Exercise directions ▸ Can you transcribe every entry word for word, skipping the images?

------------------------------------

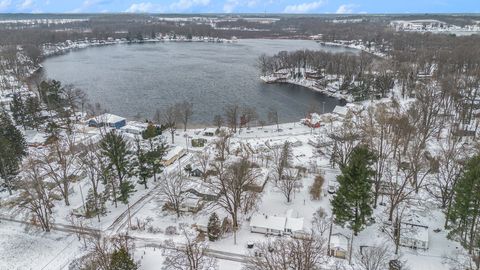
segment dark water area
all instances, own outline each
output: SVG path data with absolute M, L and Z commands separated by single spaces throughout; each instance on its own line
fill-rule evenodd
M 157 109 L 189 100 L 192 123 L 210 125 L 228 104 L 269 108 L 281 122 L 298 121 L 312 106 L 330 112 L 339 100 L 289 84 L 265 84 L 256 67 L 262 53 L 299 49 L 355 52 L 308 40 L 239 40 L 238 43 L 165 42 L 112 45 L 47 58 L 50 79 L 83 89 L 91 103 L 130 119 L 152 118 Z

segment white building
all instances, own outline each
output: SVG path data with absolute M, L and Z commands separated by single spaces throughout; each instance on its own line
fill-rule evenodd
M 254 214 L 250 219 L 250 231 L 278 236 L 301 236 L 304 233 L 303 218 L 291 217 L 291 213 L 288 211 L 286 217 Z

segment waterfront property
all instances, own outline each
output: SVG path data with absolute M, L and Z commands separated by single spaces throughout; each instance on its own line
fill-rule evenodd
M 112 127 L 116 129 L 120 129 L 127 124 L 127 119 L 111 114 L 111 113 L 104 113 L 93 118 L 90 118 L 87 121 L 90 127 Z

------------------------------------

Output ▸
segment dark water area
all instances, own outline each
output: SVG path data with absolute M, L and Z commands separated by single spaces throughout; each instance on its own line
fill-rule evenodd
M 157 109 L 189 100 L 192 123 L 210 125 L 228 104 L 269 108 L 281 122 L 298 121 L 312 106 L 330 112 L 339 100 L 289 84 L 265 84 L 256 67 L 262 53 L 299 49 L 355 52 L 308 40 L 239 40 L 238 43 L 165 42 L 112 45 L 47 58 L 50 79 L 83 89 L 91 103 L 130 119 L 152 118 Z

segment white building
all instances, own outline each
output: SVG path data with absolute M, L and Z commands separated by single spaces throughout; each instance on its own line
fill-rule evenodd
M 254 214 L 250 219 L 250 231 L 278 236 L 301 236 L 304 233 L 303 218 L 291 217 L 291 213 L 288 211 L 286 217 Z

segment waterfront property
all instances, own outline each
output: SVG path data with absolute M, L and Z commands separated by single spaces throughout; each instance on its own line
fill-rule evenodd
M 112 127 L 116 129 L 120 129 L 127 124 L 127 119 L 111 114 L 111 113 L 104 113 L 93 118 L 90 118 L 87 121 L 90 127 Z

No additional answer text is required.